## Activity
Extract all of the entries and set them down verbatim.
##### Input data
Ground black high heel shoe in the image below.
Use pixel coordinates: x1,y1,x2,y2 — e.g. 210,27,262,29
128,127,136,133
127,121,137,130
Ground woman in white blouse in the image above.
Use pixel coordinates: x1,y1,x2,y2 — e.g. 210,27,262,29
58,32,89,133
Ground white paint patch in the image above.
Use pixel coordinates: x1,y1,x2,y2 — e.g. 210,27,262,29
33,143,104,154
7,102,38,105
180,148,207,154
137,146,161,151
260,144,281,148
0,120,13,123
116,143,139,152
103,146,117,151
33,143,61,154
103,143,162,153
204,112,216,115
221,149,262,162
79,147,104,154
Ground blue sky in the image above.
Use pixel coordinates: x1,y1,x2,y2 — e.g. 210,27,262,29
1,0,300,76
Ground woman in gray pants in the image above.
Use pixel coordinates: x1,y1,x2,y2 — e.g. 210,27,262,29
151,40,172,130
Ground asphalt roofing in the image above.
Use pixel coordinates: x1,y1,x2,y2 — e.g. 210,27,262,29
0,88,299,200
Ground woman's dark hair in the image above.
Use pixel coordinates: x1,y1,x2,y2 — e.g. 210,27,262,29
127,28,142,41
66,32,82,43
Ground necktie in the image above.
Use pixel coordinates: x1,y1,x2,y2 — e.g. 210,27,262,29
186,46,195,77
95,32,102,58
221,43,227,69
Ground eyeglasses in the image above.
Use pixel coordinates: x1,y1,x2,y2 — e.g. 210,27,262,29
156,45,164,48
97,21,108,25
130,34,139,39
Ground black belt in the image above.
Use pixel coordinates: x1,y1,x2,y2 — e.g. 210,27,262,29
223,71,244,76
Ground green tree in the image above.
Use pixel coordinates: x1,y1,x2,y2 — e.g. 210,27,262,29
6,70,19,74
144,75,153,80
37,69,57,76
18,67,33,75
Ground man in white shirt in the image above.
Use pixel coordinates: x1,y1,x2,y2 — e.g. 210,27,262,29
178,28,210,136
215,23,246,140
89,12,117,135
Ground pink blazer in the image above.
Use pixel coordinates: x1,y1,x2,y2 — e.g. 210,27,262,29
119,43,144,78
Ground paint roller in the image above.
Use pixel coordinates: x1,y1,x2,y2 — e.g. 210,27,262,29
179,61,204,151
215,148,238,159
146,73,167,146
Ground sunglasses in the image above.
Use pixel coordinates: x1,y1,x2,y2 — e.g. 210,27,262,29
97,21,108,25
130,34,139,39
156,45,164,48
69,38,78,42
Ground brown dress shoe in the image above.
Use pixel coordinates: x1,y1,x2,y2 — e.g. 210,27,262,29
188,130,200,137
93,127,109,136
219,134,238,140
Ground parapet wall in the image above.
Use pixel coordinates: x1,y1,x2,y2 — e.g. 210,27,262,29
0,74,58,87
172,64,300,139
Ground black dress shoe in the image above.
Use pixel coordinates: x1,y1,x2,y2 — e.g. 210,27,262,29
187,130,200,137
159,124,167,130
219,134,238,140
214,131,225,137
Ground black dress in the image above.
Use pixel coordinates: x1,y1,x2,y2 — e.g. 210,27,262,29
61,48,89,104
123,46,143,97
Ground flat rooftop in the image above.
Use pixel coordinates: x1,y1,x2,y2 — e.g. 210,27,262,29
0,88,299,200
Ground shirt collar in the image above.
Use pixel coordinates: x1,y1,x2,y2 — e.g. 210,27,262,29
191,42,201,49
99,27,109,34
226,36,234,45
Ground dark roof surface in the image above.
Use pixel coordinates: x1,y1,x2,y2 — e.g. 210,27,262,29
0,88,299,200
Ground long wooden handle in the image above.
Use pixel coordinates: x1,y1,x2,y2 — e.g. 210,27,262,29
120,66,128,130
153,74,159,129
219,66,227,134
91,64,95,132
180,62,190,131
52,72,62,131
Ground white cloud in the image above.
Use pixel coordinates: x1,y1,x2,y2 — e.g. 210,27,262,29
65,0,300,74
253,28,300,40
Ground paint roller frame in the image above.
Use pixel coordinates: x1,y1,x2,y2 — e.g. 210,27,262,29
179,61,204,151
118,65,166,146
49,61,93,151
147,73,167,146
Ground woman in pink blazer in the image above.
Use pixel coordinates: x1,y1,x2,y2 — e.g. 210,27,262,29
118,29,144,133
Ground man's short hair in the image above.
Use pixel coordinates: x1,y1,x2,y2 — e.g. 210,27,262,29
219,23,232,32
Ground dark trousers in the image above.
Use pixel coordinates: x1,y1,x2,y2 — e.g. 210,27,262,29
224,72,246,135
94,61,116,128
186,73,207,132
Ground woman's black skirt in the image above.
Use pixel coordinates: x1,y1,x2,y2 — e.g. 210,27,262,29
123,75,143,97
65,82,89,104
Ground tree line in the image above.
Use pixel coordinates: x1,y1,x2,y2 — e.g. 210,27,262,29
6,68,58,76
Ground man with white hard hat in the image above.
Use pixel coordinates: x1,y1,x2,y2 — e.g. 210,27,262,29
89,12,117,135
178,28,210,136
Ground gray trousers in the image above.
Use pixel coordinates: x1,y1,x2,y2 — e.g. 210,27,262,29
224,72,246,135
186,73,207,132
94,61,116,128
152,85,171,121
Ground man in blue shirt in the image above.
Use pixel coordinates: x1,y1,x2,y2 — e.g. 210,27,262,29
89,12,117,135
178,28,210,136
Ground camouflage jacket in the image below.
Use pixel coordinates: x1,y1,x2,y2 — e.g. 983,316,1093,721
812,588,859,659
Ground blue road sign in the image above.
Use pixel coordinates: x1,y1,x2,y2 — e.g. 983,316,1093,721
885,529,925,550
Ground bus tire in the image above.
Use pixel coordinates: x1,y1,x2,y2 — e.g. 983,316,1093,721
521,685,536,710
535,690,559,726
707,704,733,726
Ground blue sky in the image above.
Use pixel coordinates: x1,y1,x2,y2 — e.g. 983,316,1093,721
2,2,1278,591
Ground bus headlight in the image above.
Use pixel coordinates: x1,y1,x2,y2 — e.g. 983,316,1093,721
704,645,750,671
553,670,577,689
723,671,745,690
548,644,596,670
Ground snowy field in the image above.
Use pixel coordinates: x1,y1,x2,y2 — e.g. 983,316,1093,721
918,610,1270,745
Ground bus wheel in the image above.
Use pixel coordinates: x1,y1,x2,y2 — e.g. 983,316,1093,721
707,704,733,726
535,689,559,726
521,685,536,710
##########
## Response for this exercise
Ground black high heel shoe in the image below.
Use pixel coordinates: x1,y1,x2,y2 — e.g. 210,27,262,29
128,127,136,133
127,121,137,130
Ground woman in white blouse in the image above.
Use pixel coordinates: x1,y1,x2,y2 — e.g. 210,27,262,29
58,32,89,133
Ground white paint patch in the image above.
Use pixel coordinates: x1,y1,x2,y2 — e.g. 210,27,262,29
33,143,104,154
7,102,38,105
180,148,207,154
137,146,161,151
260,144,281,148
0,120,13,123
116,143,139,152
103,146,117,151
33,143,61,154
103,143,162,153
204,112,216,115
221,149,262,162
79,147,104,154
Ground blue sky in the image above.
Use pixel coordinates: x1,y1,x2,y2 — e.g. 210,27,262,29
1,0,300,76
Ground woman in gray pants in the image above.
Use pixel coordinates: x1,y1,x2,y2 — e.g. 210,27,262,29
151,40,172,130
Ground asphalt roofing in the image above.
Use pixel coordinates: x1,y1,x2,y2 — e.g. 210,27,262,29
0,88,299,200
Ground woman's dark hair in the image above.
Use pixel coordinates: x1,y1,x2,y2 — e.g. 210,27,262,29
127,28,142,41
66,32,82,43
Ground necktie in the image above.
Use pixel coordinates: x1,y1,x2,y2 — e.g. 210,27,262,29
186,46,195,77
95,32,102,58
221,43,227,69
Ground eyeglasses in the image above.
Use pixel coordinates: x1,y1,x2,y2 — e.g. 210,27,262,29
156,45,164,48
97,21,108,25
130,34,139,39
Ground black belt in the image above.
Use pixel coordinates: x1,y1,x2,y2 — e.g. 210,27,262,29
223,71,244,76
Ground green tree in the image above.
Use pixel coordinates: x1,y1,x2,y2 — e.g. 210,27,262,29
6,70,19,74
144,75,153,80
37,69,57,76
18,67,33,75
Ground man in white shirt in the image above.
Use pixel coordinates: x1,y1,x2,y2 — e.g. 210,27,262,29
178,28,210,136
215,23,246,140
89,12,117,135
Ground pink blazer in the image above.
Use pixel coordinates: x1,y1,x2,y2 — e.g. 210,27,262,29
119,43,144,78
Ground paint roller in the image above.
Use pixel coordinates: x1,y1,x2,y2 — e.g. 210,27,262,29
179,61,204,151
215,148,238,159
146,73,167,146
Ground sunglasses in the image above.
Use pixel coordinates: x1,y1,x2,y2 — e.g. 210,27,262,29
97,21,108,25
130,34,139,39
156,45,164,48
69,38,78,42
Ground brown dress shoe in the image above.
Use pixel coordinates: x1,y1,x2,y2 — e.g. 210,27,262,29
188,130,200,137
93,127,109,136
219,134,238,140
Ground parapet wall in the image above.
Use pixel coordinates: x1,y1,x2,y2 — e.g. 210,27,262,29
0,74,58,87
172,64,300,139
Ground black dress shoe in the image above.
Use pixel coordinates: x1,y1,x2,y2 — e.g. 210,27,262,29
187,130,200,137
159,124,167,130
219,134,238,140
214,131,225,137
Ground black dress in the image above.
Use pixel coordinates: x1,y1,x2,y2 — e.g. 210,27,262,29
61,48,89,104
123,46,143,97
Ground flat rooftop in the image above.
Use pixel coordinates: x1,y1,x2,y2 — e.g. 210,27,262,29
0,88,299,200
Ground shirt collar in the image above.
Use pixel coordinates: x1,y1,x2,y2 — e.g. 210,27,262,29
191,42,201,49
99,27,109,34
226,36,234,45
Ground dark roof surface in the image above.
Use pixel coordinates: x1,y1,x2,y2 — e.g. 210,27,262,29
0,88,299,200
Ground long wooden handle in the image above.
Use pixel coordinates: x1,y1,x2,y2 — e.g. 210,27,262,29
120,66,128,130
153,74,159,129
219,66,227,134
91,64,95,132
180,62,190,131
52,72,62,131
Ground white cloud in the image above.
Use pixel coordinates: x1,y1,x2,y2 — e.g. 210,27,262,29
65,0,300,74
253,28,300,40
Ground paint roller frame in the image above.
Use pixel coordinates: x1,y1,x2,y2 — e.g. 210,27,262,29
179,61,204,151
118,65,166,146
49,61,93,151
147,73,167,146
Ground woman in pink blazer in the image above.
Use pixel coordinates: x1,y1,x2,y2 — e.g. 210,27,262,29
118,29,144,133
Ground man's short hair in the image above.
Use pixel coordinates: x1,y1,x2,y2 — e.g. 210,27,262,29
219,23,232,32
Ground dark trousers in the image above.
Use pixel coordinates: x1,y1,x2,y2 — e.g. 210,27,262,29
224,72,246,135
94,61,116,128
186,73,207,132
Ground woman's black skirt in the image above.
Use pixel coordinates: x1,y1,x2,y2 — e.g. 210,27,262,29
123,75,143,97
65,82,89,104
Ground tree line in the image above.
Use pixel coordinates: x1,y1,x2,y2 — e.g. 210,27,262,29
6,68,58,76
Ground man with white hard hat in the image above.
Use pixel coordinates: x1,y1,x2,y2 — e.g. 210,27,262,29
89,12,117,135
178,28,210,136
Ground gray trousers in the image above.
Use pixel coordinates: x1,y1,x2,y2 — e.g. 210,27,262,29
224,72,246,135
186,73,207,132
94,61,116,128
152,85,171,121
Ground man in blue shirt in the image above.
Use pixel coordinates: x1,y1,x2,y2 — e.g. 210,27,262,29
89,12,117,135
178,28,210,136
Ground camouflage jacket in the image below.
Use pixel coordinates: x1,y1,x2,y2 — e.g. 983,316,1093,721
812,588,859,659
Ground blue road sign in the image above.
Use pixel coordinates: x1,y1,x2,y2 — e.g. 983,316,1093,721
885,529,925,550
Ground bus tire in the image above.
Use pixel coordinates: x1,y1,x2,y2 — e.g. 983,316,1093,721
521,685,536,710
535,690,559,726
707,704,733,726
Ground blue sky in the image above.
Use pixel coordinates: x1,y1,x2,y2 — e.g. 983,316,1093,721
2,2,1278,591
Ground bus headlight in the image above.
Use pixel coordinates: x1,y1,x2,y2 — e.g. 983,316,1093,721
704,645,750,671
553,670,577,689
723,671,745,690
548,644,596,670
Ground snowy field in the image above.
Use pixel coordinates: x1,y1,x2,y2 — e.g. 983,316,1093,721
918,610,1270,745
Ground bus wheel in the image above.
Use pixel coordinates: x1,y1,x2,y2 — e.g. 983,316,1093,721
707,704,733,726
535,689,559,726
521,685,536,710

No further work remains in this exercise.